_TASK STATEMENT_
All records must be quoted exactly. Omit the pictures.

_EXCERPTED DATA_
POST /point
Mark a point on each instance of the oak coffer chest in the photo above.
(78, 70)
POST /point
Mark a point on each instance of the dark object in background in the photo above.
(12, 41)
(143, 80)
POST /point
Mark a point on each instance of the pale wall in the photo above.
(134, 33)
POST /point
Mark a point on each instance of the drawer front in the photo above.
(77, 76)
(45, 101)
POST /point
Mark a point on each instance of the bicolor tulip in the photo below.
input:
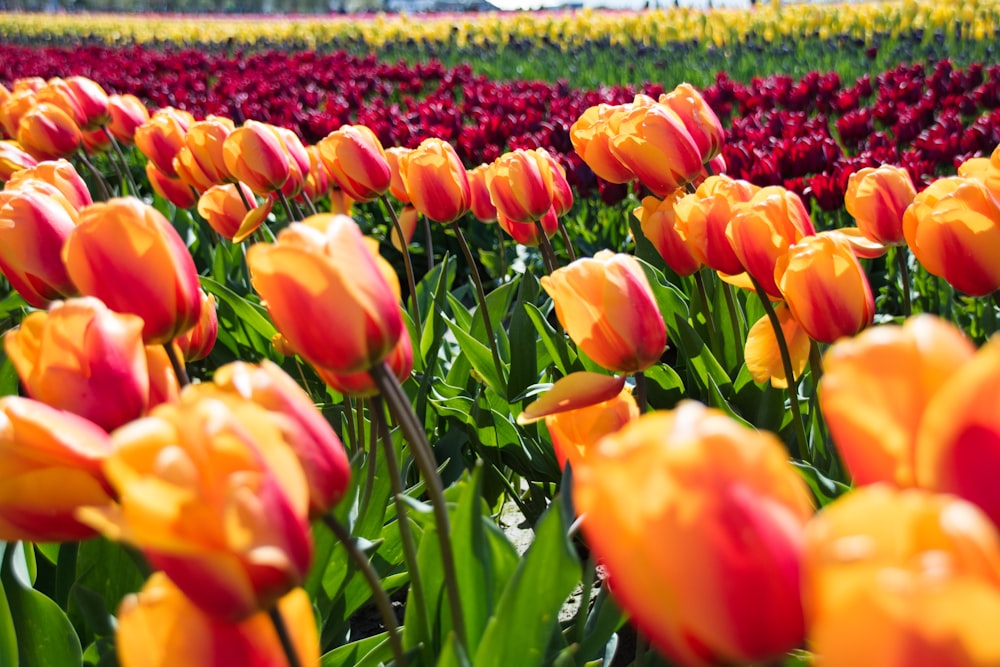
(130, 256)
(606, 305)
(953, 229)
(50, 465)
(825, 287)
(435, 181)
(314, 441)
(876, 388)
(356, 160)
(327, 295)
(699, 522)
(877, 198)
(211, 492)
(82, 357)
(159, 626)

_ANSWER TO THE PROBLEM_
POST /point
Mark a point on each instance of the oak coffer chest in the photo above.
(78, 70)
POST /point
Mark a point on each instance of the dark object in background in the photo above.
(12, 41)
(143, 80)
POST /point
Mark a point on each instance of the pale wall in the photo above.
(134, 33)
POST /point
Mark a point on each instance of the drawer front in the photo above.
(77, 76)
(45, 101)
POST /point
Mark a point on each instance of the bicolor tulip in the photo below.
input:
(130, 256)
(606, 305)
(953, 229)
(50, 465)
(825, 287)
(435, 181)
(314, 441)
(876, 388)
(356, 160)
(327, 295)
(699, 522)
(877, 198)
(211, 492)
(82, 357)
(159, 626)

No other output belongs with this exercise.